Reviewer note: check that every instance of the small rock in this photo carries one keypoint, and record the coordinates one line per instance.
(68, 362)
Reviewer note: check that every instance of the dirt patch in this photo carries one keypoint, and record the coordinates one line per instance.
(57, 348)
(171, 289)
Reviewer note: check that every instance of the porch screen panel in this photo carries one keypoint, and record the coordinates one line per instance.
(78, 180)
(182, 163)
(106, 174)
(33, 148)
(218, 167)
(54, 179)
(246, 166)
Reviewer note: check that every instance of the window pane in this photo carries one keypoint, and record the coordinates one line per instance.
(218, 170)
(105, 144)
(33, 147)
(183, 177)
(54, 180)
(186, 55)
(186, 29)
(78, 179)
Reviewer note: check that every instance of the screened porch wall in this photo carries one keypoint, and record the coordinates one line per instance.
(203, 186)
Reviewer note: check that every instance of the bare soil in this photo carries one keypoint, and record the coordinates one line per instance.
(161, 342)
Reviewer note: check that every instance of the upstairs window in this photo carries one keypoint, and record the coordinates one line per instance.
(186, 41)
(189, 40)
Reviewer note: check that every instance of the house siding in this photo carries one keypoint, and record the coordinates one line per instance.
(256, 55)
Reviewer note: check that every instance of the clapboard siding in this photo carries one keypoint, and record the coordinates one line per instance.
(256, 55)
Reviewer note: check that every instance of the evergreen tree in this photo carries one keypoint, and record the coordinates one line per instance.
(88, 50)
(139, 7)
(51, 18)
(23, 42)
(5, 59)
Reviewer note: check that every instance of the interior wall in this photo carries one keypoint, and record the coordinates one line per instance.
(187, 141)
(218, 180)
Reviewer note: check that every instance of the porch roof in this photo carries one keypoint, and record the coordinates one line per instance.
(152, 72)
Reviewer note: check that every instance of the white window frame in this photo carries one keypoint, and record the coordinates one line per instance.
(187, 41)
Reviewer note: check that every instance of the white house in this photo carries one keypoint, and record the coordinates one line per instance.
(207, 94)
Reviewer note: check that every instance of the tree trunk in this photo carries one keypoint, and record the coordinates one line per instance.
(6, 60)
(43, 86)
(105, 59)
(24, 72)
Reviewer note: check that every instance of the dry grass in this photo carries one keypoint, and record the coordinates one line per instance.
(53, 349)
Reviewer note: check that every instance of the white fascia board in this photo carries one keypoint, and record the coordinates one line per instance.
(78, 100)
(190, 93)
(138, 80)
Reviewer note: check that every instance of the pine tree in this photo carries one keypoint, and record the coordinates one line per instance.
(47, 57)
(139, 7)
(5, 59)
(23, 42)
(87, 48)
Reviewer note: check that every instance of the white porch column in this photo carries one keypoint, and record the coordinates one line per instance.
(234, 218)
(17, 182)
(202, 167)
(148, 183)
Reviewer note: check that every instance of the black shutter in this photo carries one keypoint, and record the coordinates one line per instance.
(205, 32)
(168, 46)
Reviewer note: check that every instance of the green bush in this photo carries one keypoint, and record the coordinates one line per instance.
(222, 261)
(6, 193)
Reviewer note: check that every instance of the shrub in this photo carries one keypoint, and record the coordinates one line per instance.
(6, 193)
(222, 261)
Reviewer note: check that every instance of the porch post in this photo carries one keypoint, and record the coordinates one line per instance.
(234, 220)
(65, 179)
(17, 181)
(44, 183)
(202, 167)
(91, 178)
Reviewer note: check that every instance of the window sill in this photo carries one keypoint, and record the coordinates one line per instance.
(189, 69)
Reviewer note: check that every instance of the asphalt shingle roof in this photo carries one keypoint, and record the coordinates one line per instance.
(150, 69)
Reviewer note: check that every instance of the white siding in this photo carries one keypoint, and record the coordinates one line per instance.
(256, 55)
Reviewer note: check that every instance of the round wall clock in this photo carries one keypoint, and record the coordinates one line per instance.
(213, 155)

★ ★ ★

** PROBLEM TO WORK ON **
Reproduce the lines above without changing anything.

** ANSWER TO THIS PROBLEM **
Reviewer note: check that every instance of the small rock in this photo carries one keypoint, and record the coordinates one line per instance.
(68, 362)
Reviewer note: check that every instance of the dirt patch in this photo carries one keypoint, and record the coordinates one line per instance.
(57, 348)
(171, 289)
Reviewer note: check that every instance of the porch screen panel in this photo carries one keypoint, and record the coordinates one line per instance.
(78, 180)
(182, 163)
(106, 174)
(33, 148)
(218, 167)
(54, 179)
(246, 166)
Reviewer note: check that every instance of the window pane in this photo carries one keypoint, and record the coordinates one line per instance.
(218, 170)
(105, 144)
(33, 147)
(183, 177)
(54, 180)
(186, 55)
(186, 29)
(78, 179)
Reviewer note: check that every instance of the screened porch wall in this photo carries one keypoint, and record the coordinates one line per instance.
(203, 186)
Reviewer note: check that every instance of the bare soil in this photo carries one keypoint, and record the coordinates one line per instance.
(161, 342)
Reviewer note: check that every instance of the upstairs window in this photo carries one keypoint, and record the coordinates one line per instance.
(186, 41)
(189, 40)
Reviewer note: check that every instance of the house siding in this photo carries one keypoint, and record the coordinates one line per instance.
(256, 55)
Reviewer note: check that every instance of the clapboard siding in this photo carries one keypoint, and record the coordinates one line per instance.
(256, 55)
Reviewer note: check that every instance of the evergreen tree in this photo carries one keypoint, and record the coordinates one line per instance.
(88, 50)
(139, 7)
(51, 18)
(23, 42)
(5, 59)
Reviewer note: check that every instance of the interior wall in this photo carries one keypoint, and record the coordinates one line per instance.
(187, 141)
(218, 180)
Reviewer note: check that every instance of the porch roof in this photo carries one keypoint, and record the coordinates one line per instance.
(152, 72)
Reviewer note: check that every instance of the white window frame in this photo carries one keypoint, and record the coordinates one line per instance.
(187, 41)
Reviewer note: check that every instance of the white house in this photo carries one keypoint, and record the coordinates one line per instance.
(207, 94)
Reviewer note: check that every instance of the tree trunk in this photo carries one keypoint, and record the coordinates one line per instance.
(6, 60)
(43, 86)
(105, 59)
(24, 72)
Reviewer note: check that every instance of the dry grass in this photo carries one keypoint, and record the coordinates one line per instance.
(53, 349)
Reviewer note: check that every instance of the white fascia board in this photo carries one keypoint, and record the coordinates one line per instance.
(78, 100)
(190, 93)
(138, 80)
Reviewer note: check that every instance of the pine tree in this photo carries one keypoint, and record the coordinates one line per instance.
(47, 57)
(139, 7)
(5, 59)
(23, 42)
(87, 48)
Reviewer note: check that every instance of the white porch column in this photo carries one keypoint, and record the coordinates one line per instance.
(234, 218)
(17, 182)
(202, 167)
(148, 183)
Reviewer note: check that every instance of the black shutter in this photo carries one keypoint, and record the coordinates one line per instance.
(205, 32)
(168, 46)
Reviewer note: check that every instance of the green bush in this photo carries one keypoint, and record the coordinates one line per instance.
(222, 261)
(6, 193)
Reviewer note: check that every instance of the shrub in this photo carries one keypoint, and record the coordinates one line per instance.
(6, 193)
(222, 261)
Reviewer note: check that every instance of the porch post in this photo carries one keypoint, and record the coordinates one line per instance.
(234, 220)
(65, 179)
(17, 181)
(44, 183)
(202, 167)
(91, 178)
Reviewer note: check that every instance of the window sill in this photo carries one keypoint, and record the coordinates one line per instance.
(189, 69)
Reviewer note: check that every instance of the asphalt shingle roof in this photo carries one keypoint, and record the coordinates one line per instance.
(150, 69)
Reviewer note: check that every instance of the white siding in this photo carries one keypoint, and record the coordinates one line per instance.
(256, 55)
Reviewer note: check that every instance of the round wall clock in this photo carries one keypoint, and record the coordinates one line per instance.
(213, 155)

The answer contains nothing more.